Problem requirements ->
In the passage about Mary and Joseph, what did Joseph decide to do before an angel appeared to him in a dream?
### Document excerpt ###
When the angel appeared to Mary to tell her she would give birth to the Messiah, there was no mention of Joseph. Mary didn’t say, ‘Before I agree to this, I’d better check with Joseph. I wouldn’t want to be an unmarried mother in this culture.’
Mary agreed before she knew Joseph’s reaction.
The angel told Mary she had found favour with God and yet favour meant she had to live with criticism and disapproval from those closest to her. Perhaps from people she had known all her life.
The reality of Mary’s cultural situation didn’t strike me until I went to a Christmas pageant at my local church. The pageant portrayed Mary and Joseph’s journey to Bethlehem. One song acted out the snide remarks that would have been made to Mary and the way she was no longer accepted by her friends. Other parents may not have wanted Mary’s supposedly bad example rubbing off on their daughters.
God called Mary to a difficult situation which was also a dilemma for Joseph. He could have subjected Mary to public disgrace. Stoning was also possible (Deuteronomy chapter 22 verses 20–21).
However, an angel intervened.
‘Joseph, to whom she [Mary] was engaged, was a righteous man and did not want to disgrace her publicly, so he decided to break the engagement quietly.
As he considered this, an angel of the Lord appeared to him in a dream. “Joseph, son of David,” the angel said, “do not be afraid to take Mary as your wife. For the child within her was conceived by the Holy Spirit.”’ (Matthew chapter 1 verses 19–20).
God called Mary to step outside cultural norms and live under a cloud of misunderstanding. She would have been ostracized, ignored and snubbed.
Jesus, the ordinary child
Time passed. When Jesus was 12, he went with his family to Jerusalem and stayed behind without his parents’ knowledge. When Mary finds Jesus, she is surprised that he had caused them angst.
### Data lines ###
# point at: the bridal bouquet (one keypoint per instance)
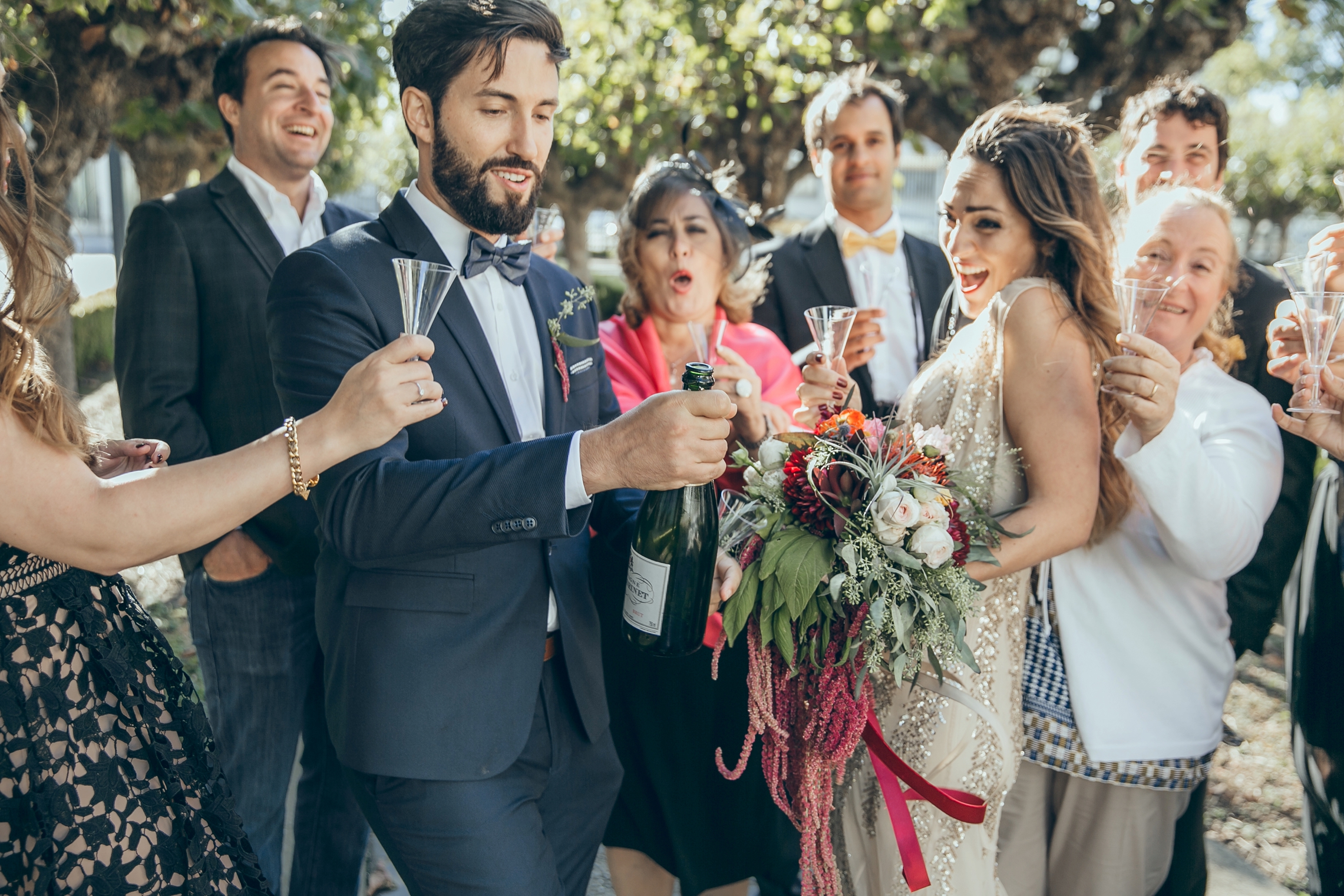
(857, 564)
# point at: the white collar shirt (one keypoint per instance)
(878, 280)
(506, 316)
(281, 217)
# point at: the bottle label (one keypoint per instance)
(646, 591)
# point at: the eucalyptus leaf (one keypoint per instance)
(784, 637)
(744, 601)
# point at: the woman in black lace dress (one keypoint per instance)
(108, 779)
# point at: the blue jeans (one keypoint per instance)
(262, 669)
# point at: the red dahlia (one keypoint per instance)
(957, 530)
(801, 497)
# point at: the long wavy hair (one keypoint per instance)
(37, 288)
(1045, 157)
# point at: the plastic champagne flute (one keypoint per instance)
(422, 286)
(1319, 316)
(830, 325)
(1137, 301)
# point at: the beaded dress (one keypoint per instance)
(108, 779)
(965, 732)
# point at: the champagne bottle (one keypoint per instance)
(672, 555)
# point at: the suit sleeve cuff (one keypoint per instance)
(574, 494)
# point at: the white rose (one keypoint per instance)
(773, 454)
(893, 514)
(933, 512)
(932, 542)
(909, 512)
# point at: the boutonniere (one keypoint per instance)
(576, 300)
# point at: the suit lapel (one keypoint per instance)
(544, 307)
(456, 313)
(240, 210)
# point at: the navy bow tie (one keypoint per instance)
(513, 260)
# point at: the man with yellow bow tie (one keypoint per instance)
(857, 252)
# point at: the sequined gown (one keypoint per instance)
(972, 743)
(108, 778)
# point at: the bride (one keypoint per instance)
(1026, 232)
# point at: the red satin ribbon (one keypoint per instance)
(891, 770)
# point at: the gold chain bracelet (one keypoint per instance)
(296, 471)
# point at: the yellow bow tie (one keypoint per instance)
(854, 242)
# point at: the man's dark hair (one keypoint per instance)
(232, 64)
(438, 39)
(1171, 96)
(853, 85)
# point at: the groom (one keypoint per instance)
(464, 682)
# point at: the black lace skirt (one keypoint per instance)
(108, 777)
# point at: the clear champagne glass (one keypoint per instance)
(1303, 273)
(1137, 301)
(422, 286)
(830, 325)
(1319, 316)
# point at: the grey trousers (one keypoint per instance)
(1066, 836)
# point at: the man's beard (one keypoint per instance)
(468, 190)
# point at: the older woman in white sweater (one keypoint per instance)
(1128, 659)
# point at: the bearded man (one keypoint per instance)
(463, 664)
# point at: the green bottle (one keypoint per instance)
(672, 555)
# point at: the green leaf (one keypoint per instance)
(574, 342)
(130, 38)
(784, 637)
(739, 606)
(777, 547)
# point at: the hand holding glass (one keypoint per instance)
(1319, 318)
(830, 325)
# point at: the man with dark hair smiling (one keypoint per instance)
(464, 672)
(857, 252)
(1177, 132)
(193, 368)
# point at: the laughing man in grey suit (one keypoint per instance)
(194, 370)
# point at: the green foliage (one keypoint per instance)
(1287, 103)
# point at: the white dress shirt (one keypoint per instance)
(879, 280)
(280, 214)
(506, 316)
(1142, 616)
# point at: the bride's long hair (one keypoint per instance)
(34, 289)
(1045, 156)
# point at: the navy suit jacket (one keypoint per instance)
(431, 605)
(807, 269)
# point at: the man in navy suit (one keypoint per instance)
(464, 682)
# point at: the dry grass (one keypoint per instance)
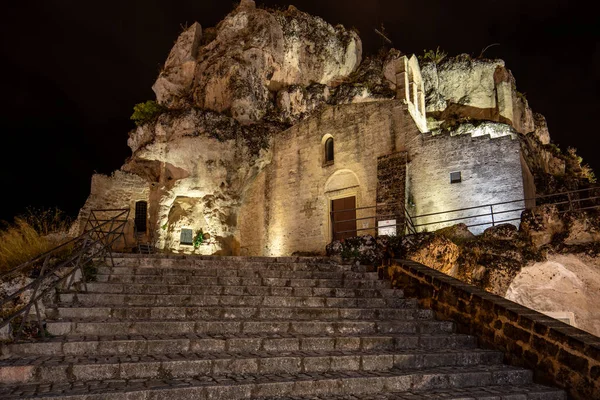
(20, 242)
(26, 237)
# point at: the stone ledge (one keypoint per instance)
(559, 354)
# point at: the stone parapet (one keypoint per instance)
(559, 354)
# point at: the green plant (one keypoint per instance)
(146, 112)
(436, 56)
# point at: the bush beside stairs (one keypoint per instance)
(155, 327)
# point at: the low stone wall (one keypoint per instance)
(559, 354)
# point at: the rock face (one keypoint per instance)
(481, 89)
(468, 95)
(253, 55)
(563, 286)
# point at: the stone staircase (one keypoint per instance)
(260, 328)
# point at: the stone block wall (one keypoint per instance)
(559, 354)
(291, 197)
(491, 172)
(391, 189)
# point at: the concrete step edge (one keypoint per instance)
(251, 385)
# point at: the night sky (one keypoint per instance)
(72, 71)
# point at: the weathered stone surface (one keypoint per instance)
(481, 89)
(254, 54)
(435, 251)
(177, 74)
(563, 283)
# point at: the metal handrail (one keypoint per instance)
(411, 226)
(398, 205)
(96, 241)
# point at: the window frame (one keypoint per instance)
(454, 175)
(329, 153)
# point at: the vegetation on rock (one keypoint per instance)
(146, 112)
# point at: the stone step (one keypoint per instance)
(253, 386)
(238, 312)
(237, 281)
(242, 273)
(147, 288)
(294, 263)
(69, 368)
(154, 345)
(506, 392)
(206, 300)
(177, 327)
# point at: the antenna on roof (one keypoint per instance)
(487, 47)
(382, 34)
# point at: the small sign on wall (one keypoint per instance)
(187, 236)
(387, 227)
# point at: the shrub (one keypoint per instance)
(146, 112)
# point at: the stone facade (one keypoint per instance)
(237, 157)
(287, 208)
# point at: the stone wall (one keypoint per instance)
(391, 191)
(291, 197)
(120, 190)
(558, 354)
(490, 170)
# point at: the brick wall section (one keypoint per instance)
(391, 188)
(559, 354)
(491, 173)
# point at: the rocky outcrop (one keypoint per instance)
(564, 286)
(481, 89)
(253, 55)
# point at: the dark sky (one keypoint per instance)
(72, 71)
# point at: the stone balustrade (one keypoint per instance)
(559, 354)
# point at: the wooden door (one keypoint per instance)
(344, 218)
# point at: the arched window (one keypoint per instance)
(141, 209)
(329, 150)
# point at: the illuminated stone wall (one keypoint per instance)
(491, 172)
(120, 190)
(286, 210)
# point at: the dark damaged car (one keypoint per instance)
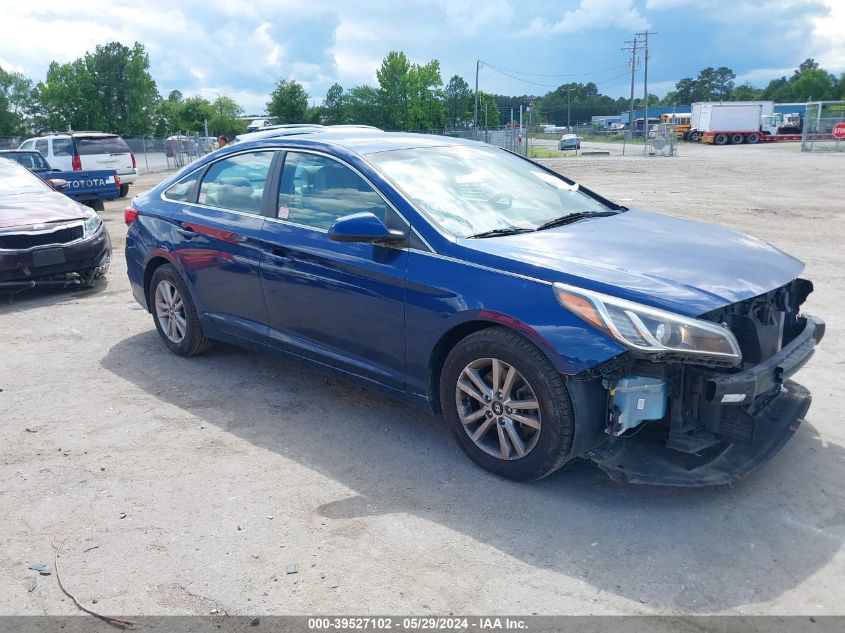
(544, 321)
(46, 238)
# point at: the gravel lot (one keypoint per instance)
(181, 486)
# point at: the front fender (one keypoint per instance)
(444, 295)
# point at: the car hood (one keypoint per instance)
(38, 208)
(684, 266)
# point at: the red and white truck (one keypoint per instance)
(736, 123)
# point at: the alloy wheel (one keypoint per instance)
(498, 408)
(170, 310)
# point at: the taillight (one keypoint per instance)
(129, 215)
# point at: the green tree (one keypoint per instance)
(16, 103)
(193, 114)
(226, 117)
(334, 105)
(815, 84)
(363, 106)
(288, 102)
(490, 118)
(779, 90)
(458, 102)
(67, 99)
(124, 87)
(110, 89)
(395, 89)
(746, 92)
(425, 106)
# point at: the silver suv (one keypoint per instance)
(75, 151)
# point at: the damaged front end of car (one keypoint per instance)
(697, 401)
(59, 255)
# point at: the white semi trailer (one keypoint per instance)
(737, 122)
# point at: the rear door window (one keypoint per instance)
(237, 183)
(62, 147)
(87, 146)
(316, 190)
(183, 191)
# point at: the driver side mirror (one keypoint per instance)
(363, 227)
(58, 184)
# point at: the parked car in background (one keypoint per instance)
(180, 144)
(31, 159)
(90, 187)
(76, 151)
(46, 238)
(257, 124)
(543, 320)
(569, 141)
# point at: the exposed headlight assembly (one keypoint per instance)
(91, 225)
(650, 330)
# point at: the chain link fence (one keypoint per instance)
(821, 120)
(153, 154)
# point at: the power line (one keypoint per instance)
(527, 74)
(542, 85)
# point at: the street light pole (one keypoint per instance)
(475, 110)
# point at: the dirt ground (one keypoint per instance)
(192, 486)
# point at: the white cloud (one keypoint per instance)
(469, 17)
(593, 14)
(660, 5)
(828, 39)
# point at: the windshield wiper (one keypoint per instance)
(510, 230)
(574, 217)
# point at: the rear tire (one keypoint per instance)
(537, 433)
(174, 313)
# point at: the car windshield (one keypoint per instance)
(469, 190)
(89, 145)
(16, 180)
(30, 160)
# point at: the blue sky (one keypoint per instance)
(241, 47)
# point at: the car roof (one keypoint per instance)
(75, 134)
(365, 141)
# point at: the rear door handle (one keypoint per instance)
(187, 232)
(278, 255)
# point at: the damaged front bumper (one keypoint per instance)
(718, 427)
(65, 265)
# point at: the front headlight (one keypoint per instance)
(650, 330)
(91, 225)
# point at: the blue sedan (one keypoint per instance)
(545, 322)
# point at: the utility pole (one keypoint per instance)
(475, 111)
(645, 88)
(633, 48)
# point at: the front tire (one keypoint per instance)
(174, 313)
(506, 405)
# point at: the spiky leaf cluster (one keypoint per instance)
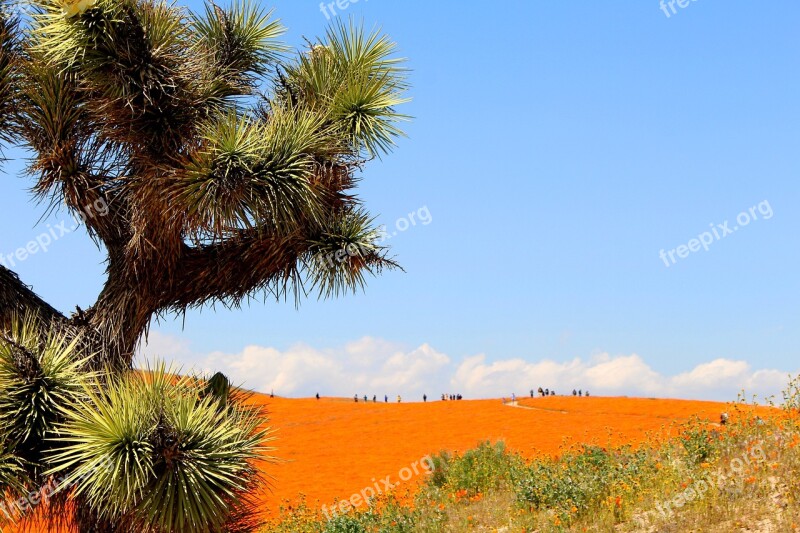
(40, 378)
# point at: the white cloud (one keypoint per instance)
(377, 366)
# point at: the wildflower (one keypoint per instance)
(71, 8)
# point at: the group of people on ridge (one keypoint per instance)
(547, 392)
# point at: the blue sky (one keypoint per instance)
(558, 147)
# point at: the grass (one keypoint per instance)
(705, 477)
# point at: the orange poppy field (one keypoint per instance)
(331, 448)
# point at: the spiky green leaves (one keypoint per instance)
(251, 173)
(151, 451)
(9, 48)
(40, 378)
(354, 78)
(344, 252)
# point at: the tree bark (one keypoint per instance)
(16, 298)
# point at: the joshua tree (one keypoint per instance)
(209, 163)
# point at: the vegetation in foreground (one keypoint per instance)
(738, 477)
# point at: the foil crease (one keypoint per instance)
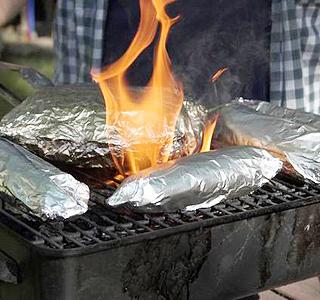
(198, 181)
(293, 136)
(67, 124)
(42, 188)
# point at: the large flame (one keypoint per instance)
(144, 120)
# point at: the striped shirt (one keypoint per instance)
(295, 54)
(79, 39)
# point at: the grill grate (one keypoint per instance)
(109, 226)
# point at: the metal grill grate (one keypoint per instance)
(109, 226)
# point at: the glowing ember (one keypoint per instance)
(144, 121)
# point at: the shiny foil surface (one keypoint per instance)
(293, 136)
(42, 188)
(198, 181)
(67, 124)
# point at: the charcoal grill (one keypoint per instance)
(231, 250)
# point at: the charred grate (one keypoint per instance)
(110, 227)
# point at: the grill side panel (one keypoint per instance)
(223, 262)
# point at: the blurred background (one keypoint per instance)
(212, 34)
(27, 40)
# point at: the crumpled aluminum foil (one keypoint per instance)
(293, 136)
(44, 189)
(198, 181)
(67, 124)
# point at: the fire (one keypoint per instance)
(143, 121)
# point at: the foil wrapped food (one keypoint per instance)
(43, 189)
(67, 124)
(198, 181)
(293, 136)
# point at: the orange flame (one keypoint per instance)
(145, 120)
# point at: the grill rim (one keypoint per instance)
(165, 232)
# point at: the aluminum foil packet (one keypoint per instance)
(293, 136)
(198, 181)
(67, 124)
(42, 188)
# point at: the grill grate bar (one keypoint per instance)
(103, 224)
(30, 229)
(84, 233)
(116, 225)
(157, 221)
(106, 231)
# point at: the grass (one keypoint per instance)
(35, 57)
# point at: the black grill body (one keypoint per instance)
(232, 250)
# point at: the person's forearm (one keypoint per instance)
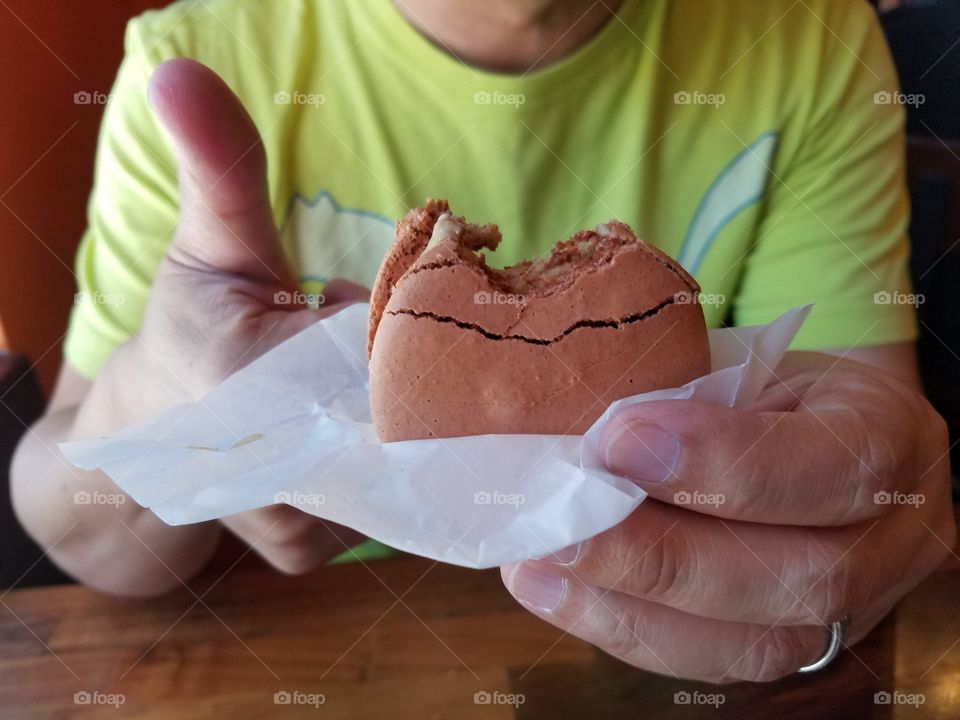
(87, 525)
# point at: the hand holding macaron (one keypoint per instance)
(830, 497)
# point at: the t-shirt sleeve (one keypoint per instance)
(131, 216)
(835, 229)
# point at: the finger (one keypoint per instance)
(292, 541)
(662, 639)
(851, 442)
(225, 218)
(743, 572)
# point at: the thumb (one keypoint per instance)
(225, 218)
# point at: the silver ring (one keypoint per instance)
(838, 636)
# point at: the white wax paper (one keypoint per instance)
(294, 426)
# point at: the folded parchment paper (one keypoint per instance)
(294, 427)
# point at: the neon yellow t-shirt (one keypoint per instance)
(753, 141)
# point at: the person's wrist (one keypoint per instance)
(125, 391)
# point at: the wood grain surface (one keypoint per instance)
(409, 638)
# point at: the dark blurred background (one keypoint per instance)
(59, 62)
###
Full solution ->
He decided to break the engagement quietly.